Source excerpt:
- Region: Arunachal Pradesh
- Ethnicity: Monpa people
- Native speakers: 600 (2017)
- Language family: Sino-Tibetan Kho-BwaChug; ;

Language codes
- ISO 639-3: cvg
- Glottolog: chug1252

= Chug language =

Language spoken in Northeast India

Chug (also called Chugpa or Duhumbi) is a Kho-Bwa language of West Kameng district, Arunachal Pradesh in India. It is a dialect of the same language as Lish and Gompatse.

Chug is spoken only in Chug village (population 483 in 1971), located a few miles from Dirang (Blench & Post 2011:3).

Chug is spoken in Duhumbi village. Despite speaking languages closely related to Mey (Sherdukpen), the people identify as Monpa, not Mey.

Brief 1:
From the rows below, pull out every line that contains the string "grassy". Case counts.

Input material:
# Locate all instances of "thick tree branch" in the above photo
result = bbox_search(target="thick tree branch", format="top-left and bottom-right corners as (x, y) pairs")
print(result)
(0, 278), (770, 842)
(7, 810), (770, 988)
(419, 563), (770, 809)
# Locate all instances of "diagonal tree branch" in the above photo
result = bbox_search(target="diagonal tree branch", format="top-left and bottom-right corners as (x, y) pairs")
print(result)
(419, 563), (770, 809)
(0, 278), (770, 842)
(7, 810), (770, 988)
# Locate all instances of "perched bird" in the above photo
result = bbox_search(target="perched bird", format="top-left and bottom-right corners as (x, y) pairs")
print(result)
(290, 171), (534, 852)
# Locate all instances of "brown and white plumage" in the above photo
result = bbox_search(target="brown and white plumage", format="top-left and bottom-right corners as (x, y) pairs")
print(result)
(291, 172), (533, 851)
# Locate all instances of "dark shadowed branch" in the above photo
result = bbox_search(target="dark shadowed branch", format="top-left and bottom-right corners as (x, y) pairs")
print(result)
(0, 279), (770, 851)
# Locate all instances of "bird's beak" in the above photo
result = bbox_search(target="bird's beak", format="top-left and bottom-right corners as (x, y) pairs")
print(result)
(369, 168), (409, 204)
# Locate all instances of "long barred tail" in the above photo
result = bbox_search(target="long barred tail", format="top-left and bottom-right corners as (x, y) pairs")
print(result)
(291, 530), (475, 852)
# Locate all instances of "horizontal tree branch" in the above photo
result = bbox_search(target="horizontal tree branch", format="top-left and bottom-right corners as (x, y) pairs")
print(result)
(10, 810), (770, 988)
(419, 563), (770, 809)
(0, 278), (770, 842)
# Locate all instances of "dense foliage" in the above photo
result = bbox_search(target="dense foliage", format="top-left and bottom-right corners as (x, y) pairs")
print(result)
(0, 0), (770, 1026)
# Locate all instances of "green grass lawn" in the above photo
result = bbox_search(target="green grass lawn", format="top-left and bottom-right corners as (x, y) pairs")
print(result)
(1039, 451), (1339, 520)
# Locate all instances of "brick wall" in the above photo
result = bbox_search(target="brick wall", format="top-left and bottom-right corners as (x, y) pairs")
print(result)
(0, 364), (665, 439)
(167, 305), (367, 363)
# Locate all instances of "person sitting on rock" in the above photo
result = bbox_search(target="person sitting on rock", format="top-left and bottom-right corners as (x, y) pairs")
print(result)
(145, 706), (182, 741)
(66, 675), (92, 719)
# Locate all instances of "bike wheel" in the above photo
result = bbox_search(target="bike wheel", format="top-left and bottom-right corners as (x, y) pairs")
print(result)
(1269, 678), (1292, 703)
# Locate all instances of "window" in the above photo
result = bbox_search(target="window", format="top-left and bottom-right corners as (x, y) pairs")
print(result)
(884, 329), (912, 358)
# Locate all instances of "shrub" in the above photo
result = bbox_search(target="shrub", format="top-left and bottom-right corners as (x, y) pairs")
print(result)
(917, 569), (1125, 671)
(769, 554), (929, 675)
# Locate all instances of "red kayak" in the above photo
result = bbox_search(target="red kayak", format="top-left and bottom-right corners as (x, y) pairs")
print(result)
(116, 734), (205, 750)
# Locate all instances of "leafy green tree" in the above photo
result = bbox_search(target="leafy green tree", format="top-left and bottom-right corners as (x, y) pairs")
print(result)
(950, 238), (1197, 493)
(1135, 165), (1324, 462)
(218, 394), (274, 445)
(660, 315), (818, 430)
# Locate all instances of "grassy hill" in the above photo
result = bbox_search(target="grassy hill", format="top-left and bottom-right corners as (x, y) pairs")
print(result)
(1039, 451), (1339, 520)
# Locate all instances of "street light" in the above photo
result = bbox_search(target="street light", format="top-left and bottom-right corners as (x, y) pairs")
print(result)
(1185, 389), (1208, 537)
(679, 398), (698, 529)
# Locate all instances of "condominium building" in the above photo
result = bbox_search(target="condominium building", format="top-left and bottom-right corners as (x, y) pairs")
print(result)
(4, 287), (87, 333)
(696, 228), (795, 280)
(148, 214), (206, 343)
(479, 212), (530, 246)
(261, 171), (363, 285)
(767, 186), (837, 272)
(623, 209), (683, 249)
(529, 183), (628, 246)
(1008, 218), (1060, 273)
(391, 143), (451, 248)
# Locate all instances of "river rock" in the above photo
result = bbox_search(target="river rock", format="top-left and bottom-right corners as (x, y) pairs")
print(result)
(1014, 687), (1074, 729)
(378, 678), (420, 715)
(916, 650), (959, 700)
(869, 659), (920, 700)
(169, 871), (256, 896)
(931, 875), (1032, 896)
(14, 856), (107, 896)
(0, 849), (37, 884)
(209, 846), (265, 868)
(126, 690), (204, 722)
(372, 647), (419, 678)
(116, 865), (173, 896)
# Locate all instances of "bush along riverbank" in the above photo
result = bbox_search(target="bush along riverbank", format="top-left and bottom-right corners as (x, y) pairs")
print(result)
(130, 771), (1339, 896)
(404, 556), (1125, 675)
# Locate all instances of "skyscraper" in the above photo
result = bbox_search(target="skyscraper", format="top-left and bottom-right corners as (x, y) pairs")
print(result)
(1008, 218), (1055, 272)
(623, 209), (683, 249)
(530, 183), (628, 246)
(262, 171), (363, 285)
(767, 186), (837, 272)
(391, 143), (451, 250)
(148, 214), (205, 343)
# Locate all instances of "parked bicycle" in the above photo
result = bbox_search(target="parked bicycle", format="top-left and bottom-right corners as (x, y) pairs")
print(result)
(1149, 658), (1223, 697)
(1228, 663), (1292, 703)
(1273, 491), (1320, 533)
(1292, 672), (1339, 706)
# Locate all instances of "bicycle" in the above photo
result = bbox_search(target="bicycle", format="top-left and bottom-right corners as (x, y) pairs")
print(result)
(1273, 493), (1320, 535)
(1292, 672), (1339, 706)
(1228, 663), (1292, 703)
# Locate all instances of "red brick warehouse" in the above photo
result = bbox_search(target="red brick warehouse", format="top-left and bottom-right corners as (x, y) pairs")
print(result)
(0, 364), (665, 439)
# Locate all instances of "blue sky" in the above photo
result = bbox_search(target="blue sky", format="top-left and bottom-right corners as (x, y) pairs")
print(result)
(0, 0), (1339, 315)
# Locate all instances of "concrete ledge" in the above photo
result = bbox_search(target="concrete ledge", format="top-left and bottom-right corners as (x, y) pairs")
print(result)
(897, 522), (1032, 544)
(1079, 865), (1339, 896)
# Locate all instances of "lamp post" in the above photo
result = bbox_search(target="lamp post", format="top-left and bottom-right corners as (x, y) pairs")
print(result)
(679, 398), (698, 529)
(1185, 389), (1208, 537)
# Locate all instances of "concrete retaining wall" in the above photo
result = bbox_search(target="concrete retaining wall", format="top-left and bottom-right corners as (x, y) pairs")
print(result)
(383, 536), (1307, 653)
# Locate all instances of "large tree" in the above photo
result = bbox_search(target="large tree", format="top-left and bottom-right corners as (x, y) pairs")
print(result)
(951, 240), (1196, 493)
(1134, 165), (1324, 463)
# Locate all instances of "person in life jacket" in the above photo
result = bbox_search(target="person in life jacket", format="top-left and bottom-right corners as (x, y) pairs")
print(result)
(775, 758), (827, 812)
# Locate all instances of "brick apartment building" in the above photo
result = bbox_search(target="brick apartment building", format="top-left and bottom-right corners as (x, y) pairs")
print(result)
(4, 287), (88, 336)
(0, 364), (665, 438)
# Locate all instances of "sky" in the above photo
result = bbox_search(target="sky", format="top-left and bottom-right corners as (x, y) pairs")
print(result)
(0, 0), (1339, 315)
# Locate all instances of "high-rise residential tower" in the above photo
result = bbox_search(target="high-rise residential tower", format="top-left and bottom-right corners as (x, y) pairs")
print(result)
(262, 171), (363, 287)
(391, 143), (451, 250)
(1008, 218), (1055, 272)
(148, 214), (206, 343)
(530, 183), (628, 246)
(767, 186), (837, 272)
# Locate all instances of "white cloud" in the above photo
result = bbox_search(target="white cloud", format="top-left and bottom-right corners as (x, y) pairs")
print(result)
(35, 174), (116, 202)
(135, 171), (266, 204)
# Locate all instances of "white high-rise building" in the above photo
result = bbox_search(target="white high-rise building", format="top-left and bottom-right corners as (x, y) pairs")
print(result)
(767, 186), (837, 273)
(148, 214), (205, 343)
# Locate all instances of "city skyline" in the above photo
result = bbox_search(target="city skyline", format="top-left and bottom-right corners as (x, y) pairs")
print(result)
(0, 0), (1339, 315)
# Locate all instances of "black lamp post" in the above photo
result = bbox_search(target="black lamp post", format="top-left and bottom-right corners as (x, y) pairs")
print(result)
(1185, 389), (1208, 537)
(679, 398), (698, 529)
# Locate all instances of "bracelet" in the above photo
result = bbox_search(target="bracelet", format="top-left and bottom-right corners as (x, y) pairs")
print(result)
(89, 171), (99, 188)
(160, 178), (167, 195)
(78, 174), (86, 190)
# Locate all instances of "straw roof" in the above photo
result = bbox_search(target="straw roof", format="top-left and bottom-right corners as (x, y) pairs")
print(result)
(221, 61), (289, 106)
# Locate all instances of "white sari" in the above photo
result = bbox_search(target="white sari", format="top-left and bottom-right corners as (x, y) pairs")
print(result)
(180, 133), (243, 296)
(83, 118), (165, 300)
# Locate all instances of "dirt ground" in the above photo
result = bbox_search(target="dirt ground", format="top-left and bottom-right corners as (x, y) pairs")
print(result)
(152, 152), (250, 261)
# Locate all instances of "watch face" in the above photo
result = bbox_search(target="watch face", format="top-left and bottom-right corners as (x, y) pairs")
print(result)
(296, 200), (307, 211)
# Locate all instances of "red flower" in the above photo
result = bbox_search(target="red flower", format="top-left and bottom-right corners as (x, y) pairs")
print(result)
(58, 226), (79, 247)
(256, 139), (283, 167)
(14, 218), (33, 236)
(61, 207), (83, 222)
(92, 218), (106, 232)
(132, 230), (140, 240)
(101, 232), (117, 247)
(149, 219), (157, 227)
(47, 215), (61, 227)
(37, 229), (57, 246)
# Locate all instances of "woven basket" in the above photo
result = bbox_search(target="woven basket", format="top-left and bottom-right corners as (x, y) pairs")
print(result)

Brief 2:
Reproduce the Chug language text above in full, word for word.

Expected output 1:
# Locate all instances of "grassy hill" in the above photo
result = bbox_search(target="grassy hill", format="top-left and bottom-right corners as (x, y) pairs")

Expected output 2:
- Region: Arunachal Pradesh
- Ethnicity: Monpa people
- Native speakers: 600 (2017)
- Language family: Sino-Tibetan Kho-BwaChug; ;

Language codes
- ISO 639-3: cvg
- Glottolog: chug1252

= Chug language =

Language spoken in Northeast India

Chug (also called Chugpa or Duhumbi) is a Kho-Bwa language of West Kameng district, Arunachal Pradesh in India. It is a dialect of the same language as Lish and Gompatse.

Chug is spoken only in Chug village (population 483 in 1971), located a few miles from Dirang (Blench & Post 2011:3).

Chug is spoken in Duhumbi village. Despite speaking languages closely related to Mey (Sherdukpen), the people identify as Monpa, not Mey.